## TO DO:
Your answer should be the records again, unchanged in wording and free of images.

Start of MATERIAL SUPPLIED

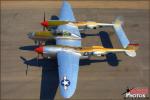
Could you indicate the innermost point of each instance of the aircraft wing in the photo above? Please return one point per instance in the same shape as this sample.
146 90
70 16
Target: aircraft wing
68 72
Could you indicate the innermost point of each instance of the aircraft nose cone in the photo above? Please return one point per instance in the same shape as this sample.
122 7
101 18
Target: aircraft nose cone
45 23
39 49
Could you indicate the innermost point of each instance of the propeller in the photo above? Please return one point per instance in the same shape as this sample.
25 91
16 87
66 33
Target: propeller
39 52
44 21
26 62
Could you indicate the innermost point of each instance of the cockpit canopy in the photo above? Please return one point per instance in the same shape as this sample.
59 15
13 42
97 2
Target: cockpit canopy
63 33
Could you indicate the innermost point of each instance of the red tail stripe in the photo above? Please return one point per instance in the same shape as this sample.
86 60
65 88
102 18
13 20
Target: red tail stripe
134 44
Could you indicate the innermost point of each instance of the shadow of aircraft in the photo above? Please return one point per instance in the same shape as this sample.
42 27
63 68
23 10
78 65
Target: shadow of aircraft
50 78
106 42
83 35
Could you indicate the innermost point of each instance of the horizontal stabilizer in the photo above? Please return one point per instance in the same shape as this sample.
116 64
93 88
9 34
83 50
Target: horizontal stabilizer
57 22
120 33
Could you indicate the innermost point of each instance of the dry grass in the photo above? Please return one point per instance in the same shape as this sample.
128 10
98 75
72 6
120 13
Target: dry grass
78 4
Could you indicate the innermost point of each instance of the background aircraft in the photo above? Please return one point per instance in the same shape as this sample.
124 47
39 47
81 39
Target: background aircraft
68 50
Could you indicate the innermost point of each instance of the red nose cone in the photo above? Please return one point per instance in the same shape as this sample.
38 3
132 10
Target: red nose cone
45 23
39 50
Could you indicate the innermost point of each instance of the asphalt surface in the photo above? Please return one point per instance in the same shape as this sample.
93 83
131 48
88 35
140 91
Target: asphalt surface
99 78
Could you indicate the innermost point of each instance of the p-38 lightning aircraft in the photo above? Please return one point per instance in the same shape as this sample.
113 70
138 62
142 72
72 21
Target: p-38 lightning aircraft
68 49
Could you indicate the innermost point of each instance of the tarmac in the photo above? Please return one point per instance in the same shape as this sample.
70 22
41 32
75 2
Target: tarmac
100 78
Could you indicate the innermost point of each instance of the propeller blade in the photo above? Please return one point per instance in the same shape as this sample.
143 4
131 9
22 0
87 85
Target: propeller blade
44 21
27 70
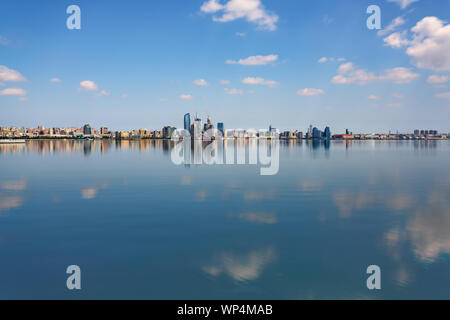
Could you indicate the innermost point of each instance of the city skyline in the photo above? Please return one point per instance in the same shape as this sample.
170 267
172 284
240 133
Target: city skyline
120 70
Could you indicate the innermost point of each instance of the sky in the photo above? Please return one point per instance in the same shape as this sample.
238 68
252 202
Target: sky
247 63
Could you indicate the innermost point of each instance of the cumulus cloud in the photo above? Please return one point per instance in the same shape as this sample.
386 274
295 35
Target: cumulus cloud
103 93
201 83
435 79
445 95
251 10
331 59
396 40
306 92
259 81
255 60
403 3
186 97
233 91
11 75
349 74
88 85
397 22
13 92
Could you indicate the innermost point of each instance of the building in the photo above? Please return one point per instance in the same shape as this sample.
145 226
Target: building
187 121
196 129
168 131
327 133
87 130
208 125
316 133
221 128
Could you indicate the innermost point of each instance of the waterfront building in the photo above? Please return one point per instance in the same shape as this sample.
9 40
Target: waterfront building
327 133
316 133
187 121
87 130
221 128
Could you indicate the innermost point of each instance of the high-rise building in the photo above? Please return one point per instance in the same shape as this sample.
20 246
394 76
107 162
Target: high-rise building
327 133
197 128
87 130
187 121
208 125
316 134
221 128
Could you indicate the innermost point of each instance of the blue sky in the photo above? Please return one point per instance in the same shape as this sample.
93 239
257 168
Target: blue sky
143 58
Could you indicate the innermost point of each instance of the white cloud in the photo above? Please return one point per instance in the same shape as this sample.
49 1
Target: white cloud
396 40
233 91
259 81
331 59
435 79
88 85
255 60
397 22
186 97
307 92
211 6
201 83
348 74
13 92
403 3
7 74
251 10
445 95
399 75
103 93
430 46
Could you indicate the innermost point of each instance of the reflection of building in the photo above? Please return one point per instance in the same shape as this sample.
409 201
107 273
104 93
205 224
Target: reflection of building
87 130
221 128
316 133
187 121
168 131
327 133
196 127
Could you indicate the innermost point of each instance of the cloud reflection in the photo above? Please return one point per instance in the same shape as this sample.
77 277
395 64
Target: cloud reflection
241 267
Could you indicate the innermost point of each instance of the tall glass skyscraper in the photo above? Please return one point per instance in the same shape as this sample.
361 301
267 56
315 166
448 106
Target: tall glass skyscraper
220 128
187 121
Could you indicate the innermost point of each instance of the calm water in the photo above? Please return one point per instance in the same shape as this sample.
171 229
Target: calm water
140 226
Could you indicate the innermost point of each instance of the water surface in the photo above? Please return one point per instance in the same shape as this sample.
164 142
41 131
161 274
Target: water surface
141 227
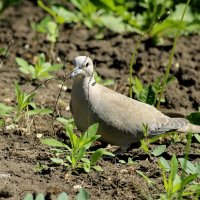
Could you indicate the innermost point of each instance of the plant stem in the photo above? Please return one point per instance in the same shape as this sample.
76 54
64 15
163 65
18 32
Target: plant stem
187 151
171 56
132 62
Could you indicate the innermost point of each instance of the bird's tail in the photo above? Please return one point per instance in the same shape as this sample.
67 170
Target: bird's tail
190 128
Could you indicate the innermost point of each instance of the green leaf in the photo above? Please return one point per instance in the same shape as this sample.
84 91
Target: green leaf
80 154
197 136
2 123
41 111
86 167
108 82
148 95
83 195
173 173
28 197
115 24
176 184
144 146
164 164
64 15
97 168
40 197
107 5
159 150
57 161
98 155
22 63
5 110
194 118
137 87
63 196
188 166
188 179
191 190
92 130
148 180
53 142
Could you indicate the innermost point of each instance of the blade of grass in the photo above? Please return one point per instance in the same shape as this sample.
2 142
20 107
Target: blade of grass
171 56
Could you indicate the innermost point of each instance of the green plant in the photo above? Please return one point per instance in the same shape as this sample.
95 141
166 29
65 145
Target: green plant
66 122
76 155
39 168
41 69
24 107
149 93
6 3
82 195
172 55
174 183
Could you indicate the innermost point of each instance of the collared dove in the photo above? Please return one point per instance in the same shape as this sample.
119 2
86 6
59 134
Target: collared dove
121 119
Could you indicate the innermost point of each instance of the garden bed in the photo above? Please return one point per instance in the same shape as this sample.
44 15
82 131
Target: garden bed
21 149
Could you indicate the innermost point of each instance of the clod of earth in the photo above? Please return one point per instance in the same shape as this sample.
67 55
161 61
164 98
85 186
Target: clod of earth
121 119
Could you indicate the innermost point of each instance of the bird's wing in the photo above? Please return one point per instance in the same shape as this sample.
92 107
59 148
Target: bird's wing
130 115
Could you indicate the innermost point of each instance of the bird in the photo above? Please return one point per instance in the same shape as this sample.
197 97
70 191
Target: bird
121 119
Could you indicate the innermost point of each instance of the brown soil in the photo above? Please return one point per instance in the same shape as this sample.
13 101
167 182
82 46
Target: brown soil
21 150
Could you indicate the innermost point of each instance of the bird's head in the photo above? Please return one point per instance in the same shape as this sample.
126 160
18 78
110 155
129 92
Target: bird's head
83 67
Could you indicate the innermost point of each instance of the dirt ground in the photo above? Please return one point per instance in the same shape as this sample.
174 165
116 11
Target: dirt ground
21 150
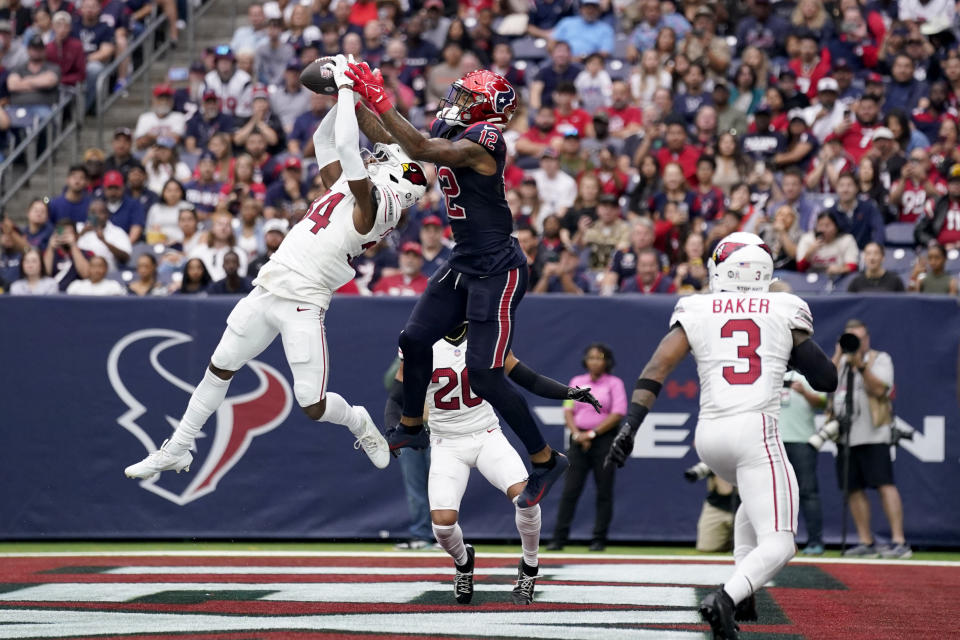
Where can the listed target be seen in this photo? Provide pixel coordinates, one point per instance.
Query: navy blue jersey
(477, 207)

End of MATERIAL SUPPLIED

## OUTPUT OF THE TASK:
Could you indicate the innermost point of each instance of the aircraft wing in the photo above? Please return one point per instance in the same shape as this sample.
146 90
70 16
Target: aircraft wing
68 72
Could you indicate the innermost point of each instance of the aircraft nose cone in the photo above? Please return one point per instance in the same shape as this sample.
122 7
101 18
Target: aircraft nose cone
45 23
39 49
Could you indicate the innermost point of each instance of the propeller in the photo above? Please return one point per instance in the same shape as this sample.
25 91
16 87
66 33
Target: propeller
39 52
44 21
26 62
Could you indicate the innermost point of each instance of the cockpit canopy in the photo above? Please return one point per instance in the same shape as this sample.
59 15
13 42
97 2
Target: cockpit canopy
63 33
Could you indicate the innermost point of each instance of the red tail stripe in the photo above? Please return one point per instance in the same shape as this sample.
86 60
65 88
102 18
13 20
Target: red tail stripe
134 44
Could you indicate the innermost point of each instance of the shadow of aircraft in the photo above? Please return one point per instance in the same shape as this sample.
42 27
63 68
23 10
78 65
Target: shadow of aircraft
50 78
106 42
83 35
Could you indicate the innermost point of each instance of the horizontal stabilizer in the photo above? Please return one point per instance in the same shape as this sample.
116 64
93 88
9 34
83 50
Target: horizontal stabilizer
57 22
120 33
Could you indicate the innermost point of each instance of the dry grass in the photo above? Please return one point per instance in the same shape as this sample.
128 10
98 75
72 6
120 13
Target: dry grass
78 4
Could you indicate the innermost point of each instance of the background aircraft in the photo above? Please return one point per instance in the same shape as this sample.
124 47
39 47
81 39
Target: background aircraft
68 50
Could you indicate the innermost point of each instance of the red nose cone in the photo above? Please return one point per instance in the same shape as this sample.
38 3
132 10
Target: red nose cone
45 23
39 50
Could you indicate the innermost point of each instance of the asphalt surface in the photo above? Please return one point per instance in the same shape as this sample.
93 83
131 48
88 35
140 91
Target: asphalt surface
99 78
Could you indicate the innermost point of each instance of the p-38 lightning aircraft in the photo above? Please return one point per instance in the same shape as this sample.
113 70
138 62
142 72
72 21
Target: p-38 lightning aircraft
68 49
Could you indicate the innermost point of each instance of the tarmac in the photo above? Please return one point per instance in the same shape as this sample.
70 22
41 32
75 2
Target: tarmac
100 78
Could you indicate the innermost point of each instance of the propeller blade in the photo above? Please return one point per instance in the same shape as this sample.
143 4
131 9
22 0
87 85
Target: propeller blade
44 21
27 70
Could you indicate the innermost point of each instance of the city skyline in the photo above? Please return one point per instance in the same shape as this sample.
170 267
172 284
240 133
Target: city skyline
120 70
Could you indicate the innermost point of each instance of the sky in the photo above? Please return one point per instance in the same shape as this sample.
238 68
252 202
Target: sky
247 63
Could you indicate the innermost point of each instance of the cumulus cloud in the photo above? Please return one point per instance in the same shape as this sample.
386 274
295 35
Target: cumulus cloud
103 93
201 83
435 79
445 95
251 10
331 59
396 40
306 92
259 81
255 60
403 3
186 97
233 91
11 75
349 74
88 85
397 22
13 92
Could you indicate the innermost point of each instance of the building in the photo above? Please return one point per instance in the same shape as this sample.
145 226
Target: building
187 121
196 129
168 131
327 133
87 130
208 125
316 133
221 128
Could you indicate the innermost point of each instance of the waterfront building in the photo above? Please return one point per instance in the same shape as this sample.
9 40
Target: waterfront building
327 133
316 133
187 121
87 130
221 128
Could you indicate the innermost point of each instance of the high-rise building in the photo above? Please return one point per instance in the same shape as this sample.
20 246
394 76
107 162
Target: high-rise building
327 133
197 128
87 130
187 121
208 125
316 134
221 128
Could you indicate the innermost point of each instance of the blue sky in the photo above? Please return one point per instance in the same shape as this sample.
93 239
257 168
Target: blue sky
143 58
Could you indicate the innermost point of each instance of the white cloud in the photo above? Please return one point per instance in the same shape as this sample.
49 1
Target: white cloud
396 40
233 91
259 81
331 59
435 79
88 85
255 60
397 22
186 97
307 92
211 6
201 83
348 74
13 92
403 3
7 74
251 10
445 95
399 75
103 93
430 46
Could you indicate the innermost point of each instance of the reflection of building in the photo above? Please return one point per instance in the same shape as this sample.
409 201
107 273
104 93
205 224
Target: reflection of building
87 130
221 128
316 133
187 121
168 131
327 133
196 127
Could you indicate the innermost point of each instance of the cloud reflection in the photo above? Please return one point per instance in the same shape as this sample.
77 277
395 64
Target: cloud reflection
241 267
Could you indicate the innermost point of each instance of the tall glass skyscraper in the photo above? Please return one point per instance in the same shape as this sample.
361 301
267 56
315 166
448 106
Target: tall glass skyscraper
220 128
187 121
Could you indicate the innermost point of each instance of the calm water in the photo above? Please return one point per instance in the same shape as this sample.
171 229
Target: calm water
140 226
Could you indicate the innermost point of each instance of the water surface in the photo above? Please return one point per instance in the same shape as this sample.
164 142
41 131
161 274
Target: water surface
141 227
Could you indicate the innermost point of each instance of the plant stem in the photo above? Please return one point per instance in the same shape as this sample.
76 54
64 15
163 65
18 32
Target: plant stem
187 151
171 56
132 62
Could you indicate the innermost point of each instance of the bird's tail in the photo above? Please return one point per instance in the same shape as this sample.
67 170
Target: bird's tail
190 128
Could you indicate the innermost point of each instance of the green leaf in the photo above? Please return one point per instance in the same shape as this sample.
84 91
Target: green leaf
80 154
197 136
2 123
41 111
86 167
108 82
148 95
83 195
173 173
28 197
115 24
176 184
144 146
164 164
64 15
97 168
40 197
107 5
159 150
57 161
98 155
22 63
5 110
194 118
137 87
63 196
188 166
188 179
191 190
92 130
148 180
53 142
Could you indicate the innermost point of each instance of the blade of grass in the photo above? Please return one point per instance in the same shape as this sample.
2 142
20 107
Target: blade of grass
171 56
Could you indicate the innermost point of each instance of the green plant in the photo above? Please return one point per instance in the same shape as this sample.
95 141
166 29
65 145
Target: green plant
66 122
76 155
39 168
41 69
24 107
149 93
6 3
82 195
172 55
174 183
Could you indicate the innermost point of each instance of the collared dove in the photo above? Please return one point per instance in the same shape as this sample.
119 2
86 6
59 134
Target: collared dove
121 119
Could you indicate the innermost point of each instance of the garden bed in the photo above? Please return one point per instance in the same shape as this sample.
44 15
82 131
Target: garden bed
21 149
Could you indicate the innermost point of each instance of the clod of earth in the photo above? Please return one point per instance in the same shape as this sample.
67 55
161 61
164 98
85 186
Target: clod of earth
121 119
Could you indicate the innermost point of each instance of the bird's wing in the photo above? Please return one point per instance in the same shape as this sample.
92 107
59 148
Target: bird's wing
130 115
Could you indicate the innermost point of each instance of the bird in the photo above? Please return one point per instance in the same shape as this sample.
197 97
70 191
Target: bird
121 119
Could you indicate the innermost point of each instance of the brown soil in the photo above? Please return one point per instance in the same shape as this sample.
13 101
167 182
82 46
Target: brown soil
21 150
Could you indicate the innermost point of each instance of the bird's head in the photo above? Please return one point per instance in the same shape as this sample.
126 160
18 78
110 155
129 92
Target: bird's head
83 67
Could you indicate the innermost point of each instance of the dirt ground in the photo above? Please return one point per instance in the same shape as this sample.
174 165
116 11
Target: dirt ground
21 150
Where can the listed target be seen in this photo? Provide pixel coordinates, one point per instance.
Query: navy blue jersey
(477, 207)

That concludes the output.